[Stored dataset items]
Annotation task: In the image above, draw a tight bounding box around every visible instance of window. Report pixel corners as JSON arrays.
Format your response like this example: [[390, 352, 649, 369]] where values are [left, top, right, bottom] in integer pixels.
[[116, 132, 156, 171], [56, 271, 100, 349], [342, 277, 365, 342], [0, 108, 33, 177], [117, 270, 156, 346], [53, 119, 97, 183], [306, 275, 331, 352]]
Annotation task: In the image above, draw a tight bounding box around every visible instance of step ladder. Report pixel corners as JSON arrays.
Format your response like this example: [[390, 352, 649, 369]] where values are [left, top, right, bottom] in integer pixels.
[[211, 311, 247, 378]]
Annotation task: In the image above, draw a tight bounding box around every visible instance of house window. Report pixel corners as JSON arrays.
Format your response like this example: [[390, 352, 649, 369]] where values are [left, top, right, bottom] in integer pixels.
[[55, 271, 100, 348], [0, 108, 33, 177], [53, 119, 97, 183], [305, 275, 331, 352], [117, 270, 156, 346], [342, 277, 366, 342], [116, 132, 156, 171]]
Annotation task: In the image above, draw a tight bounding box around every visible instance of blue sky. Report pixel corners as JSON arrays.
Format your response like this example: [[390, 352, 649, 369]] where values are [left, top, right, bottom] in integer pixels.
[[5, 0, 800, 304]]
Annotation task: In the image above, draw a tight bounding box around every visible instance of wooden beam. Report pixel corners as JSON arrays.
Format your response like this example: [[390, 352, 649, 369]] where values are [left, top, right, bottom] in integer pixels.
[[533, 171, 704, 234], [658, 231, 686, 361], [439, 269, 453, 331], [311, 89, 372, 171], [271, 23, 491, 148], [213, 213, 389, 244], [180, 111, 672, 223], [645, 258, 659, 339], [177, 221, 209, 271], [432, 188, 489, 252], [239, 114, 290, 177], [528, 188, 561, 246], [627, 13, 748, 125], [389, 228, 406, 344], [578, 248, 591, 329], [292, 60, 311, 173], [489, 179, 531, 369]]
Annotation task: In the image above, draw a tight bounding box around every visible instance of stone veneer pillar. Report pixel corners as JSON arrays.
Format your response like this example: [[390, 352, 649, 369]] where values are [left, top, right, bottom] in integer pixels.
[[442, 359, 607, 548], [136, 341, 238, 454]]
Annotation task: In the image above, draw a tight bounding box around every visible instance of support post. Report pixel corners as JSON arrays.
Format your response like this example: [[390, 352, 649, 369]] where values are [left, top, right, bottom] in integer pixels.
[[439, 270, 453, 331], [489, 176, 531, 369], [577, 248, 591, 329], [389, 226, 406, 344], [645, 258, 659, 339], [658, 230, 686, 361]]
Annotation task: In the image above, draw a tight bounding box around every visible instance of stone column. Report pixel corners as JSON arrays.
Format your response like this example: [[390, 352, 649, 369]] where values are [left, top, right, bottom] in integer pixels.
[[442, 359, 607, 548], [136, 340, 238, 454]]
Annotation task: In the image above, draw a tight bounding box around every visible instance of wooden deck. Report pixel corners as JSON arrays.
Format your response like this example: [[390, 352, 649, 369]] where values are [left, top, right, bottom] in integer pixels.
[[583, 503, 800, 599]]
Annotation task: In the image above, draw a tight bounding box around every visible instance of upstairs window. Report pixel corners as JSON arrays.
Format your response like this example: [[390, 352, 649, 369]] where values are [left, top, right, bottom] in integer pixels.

◆ **WHAT TO PRODUCE**
Reproduce the lines of the listing from the one containing "ladder. Report pixel corners as JSON arrays." through the one containing "179, 531, 369]]", inclusive, switching "blue sky" to "clear sky" and keeping everything else unchanged.

◆ **SOLUTION TO THIS PROBLEM**
Annotation task: In the image above, draw a tight bounding box around every visible instance of step ladder. Report pixel corners as JSON arrays.
Format your response like this example: [[390, 352, 649, 369]] where values are [left, top, right, bottom] in integer pixels.
[[211, 311, 247, 378]]
Annotation task: In the image above, draw a tight bounding box around every visible instance of house window. Report pixel corners as JSON arrays.
Format your response like this example: [[390, 352, 649, 369]] where values are [left, top, right, bottom] in integer pixels.
[[55, 271, 100, 348], [0, 108, 33, 177], [53, 119, 97, 183], [305, 275, 331, 352], [117, 270, 156, 346], [342, 277, 366, 342], [116, 132, 156, 171]]
Annotation task: In the image above, draw a tight bounding box around every visible instance of clear sky. Report pixel corners as JSON arrays.
Format your response like this example: [[390, 352, 649, 369]] where values are [left, top, right, bottom] in integer pixels.
[[5, 0, 800, 304]]
Annotation task: In the image above, draw a tight bounding box around every visible instance of wooden beam. Report pixel corners as JSON arrays.
Format your response like this example: [[390, 352, 649, 369]] where values are [left, top, right, bottom] in integer pixels.
[[533, 171, 704, 234], [658, 231, 686, 361], [439, 269, 453, 331], [311, 89, 372, 171], [271, 23, 491, 148], [213, 213, 389, 244], [180, 111, 672, 223], [645, 258, 659, 339], [177, 221, 209, 271], [432, 188, 489, 252], [239, 114, 290, 177], [528, 188, 561, 246], [627, 13, 748, 125], [389, 228, 406, 344], [578, 248, 591, 329], [292, 60, 311, 173], [489, 179, 531, 369]]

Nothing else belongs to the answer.